(Dataset entries)
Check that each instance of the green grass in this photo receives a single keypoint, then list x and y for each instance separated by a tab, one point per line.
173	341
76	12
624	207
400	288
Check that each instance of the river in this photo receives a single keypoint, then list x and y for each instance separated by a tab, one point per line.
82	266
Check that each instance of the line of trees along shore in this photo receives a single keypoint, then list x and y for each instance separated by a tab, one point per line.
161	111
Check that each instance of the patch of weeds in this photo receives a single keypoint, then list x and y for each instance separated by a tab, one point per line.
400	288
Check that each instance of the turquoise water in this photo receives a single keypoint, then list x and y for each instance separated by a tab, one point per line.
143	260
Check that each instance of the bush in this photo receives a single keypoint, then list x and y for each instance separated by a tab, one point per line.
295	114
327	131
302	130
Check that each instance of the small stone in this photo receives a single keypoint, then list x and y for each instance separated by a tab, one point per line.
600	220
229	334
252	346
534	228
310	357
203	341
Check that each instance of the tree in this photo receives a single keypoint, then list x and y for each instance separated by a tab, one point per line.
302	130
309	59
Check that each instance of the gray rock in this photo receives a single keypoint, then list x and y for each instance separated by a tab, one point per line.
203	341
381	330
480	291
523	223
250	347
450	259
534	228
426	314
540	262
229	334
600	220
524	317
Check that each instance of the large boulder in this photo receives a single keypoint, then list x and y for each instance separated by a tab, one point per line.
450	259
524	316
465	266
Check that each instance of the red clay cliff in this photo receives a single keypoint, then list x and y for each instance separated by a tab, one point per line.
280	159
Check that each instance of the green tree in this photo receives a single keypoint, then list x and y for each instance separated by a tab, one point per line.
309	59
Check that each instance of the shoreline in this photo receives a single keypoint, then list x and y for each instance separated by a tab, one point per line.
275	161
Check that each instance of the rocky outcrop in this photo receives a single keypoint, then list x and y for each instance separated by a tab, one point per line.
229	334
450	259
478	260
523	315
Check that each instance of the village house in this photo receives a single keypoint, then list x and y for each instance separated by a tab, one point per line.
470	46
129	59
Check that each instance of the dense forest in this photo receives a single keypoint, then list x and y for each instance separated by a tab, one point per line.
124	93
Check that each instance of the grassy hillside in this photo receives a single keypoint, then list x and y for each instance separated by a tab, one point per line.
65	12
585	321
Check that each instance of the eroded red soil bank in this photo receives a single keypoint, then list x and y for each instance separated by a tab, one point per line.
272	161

INSTRUCTIONS TO FOLLOW: Could you set down every line above exactly as written?

FINAL ANSWER:
Check that each instance of the green grass in this photo receives a single keypoint, then list x and y for each instance separated by a tab, one point per line.
173	341
76	12
624	207
400	288
Check that each instance of the river in this photo receives a single keypoint, then list x and y for each instance separated by a tab, one point per line.
82	266
Check that each instance of the line of trees along shore in this photo receives a single keypoint, then list x and y for each instance separated by a tab, one point per line.
161	111
Check that each instance of the patch of weeds in this photo receives a single keypoint, then list x and y for each instance separated by a tab, one point per line.
400	288
Check that each instance of the turquoise water in this photo receives a single keypoint, then list x and y for each instance separated by a tab, one point per line.
143	260
Check that each instance of the bush in this photo receives a single keypoint, then list x and y for each instance separated by a tab, one point per line.
295	114
327	131
302	130
Check that each instance of the small stone in this photo receives a single keypoint, then list x and y for each instance separated by a tab, one point per line.
600	220
229	334
252	346
534	228
310	357
203	341
Check that each instance of the tree in this photo receives a single keypoint, then list x and y for each instance separated by a tab, one point per line.
302	130
309	59
Check that each instance of the gray rock in this photo receives a single keypoint, then list x and y for each instance separated by a tab, one point per line.
203	341
381	330
480	291
523	223
250	347
450	259
534	228
426	314
540	262
229	334
600	220
524	317
Check that each instance of the large boulder in this photo receives a single keypoint, then list x and y for each instance separated by a tab, one point per line.
450	259
524	316
465	266
Check that each instance of the red clay cliff in this photo receives a single keypoint, then list x and y for each instance separated by a tab, one point per line.
280	159
Check that each instance of the green tree in this photo receives a single keypoint, then list x and y for each instance separated by a tab, one point per line.
309	59
Check that each instance of the shoreline in this photo receives a single keypoint, then list x and y for each instance separated by a tab, one point per line.
275	161
Check that each instance of the rocky outcrop in this photo receives a single keypoint, then list x and y for each instance separated by a tab, one point per line.
229	334
450	259
478	260
523	315
Check that each instance of the village house in this photo receives a single keypoint, then list x and y for each instance separated by a tab, one point per line.
470	46
129	59
Check that each instance of the dense forest in this photo receives a single keypoint, then list x and y for each instance separated by a tab, one point per line.
124	93
Check that each instance of the grassy hillside in this photo receives a single keypoint, then list x and y for each instance separated by a tab, one point per line.
65	12
585	321
Check that each instance of the eroded red soil bank in this photo receives a single keypoint, then list x and y for each instance separated by a tab, one point per line.
272	161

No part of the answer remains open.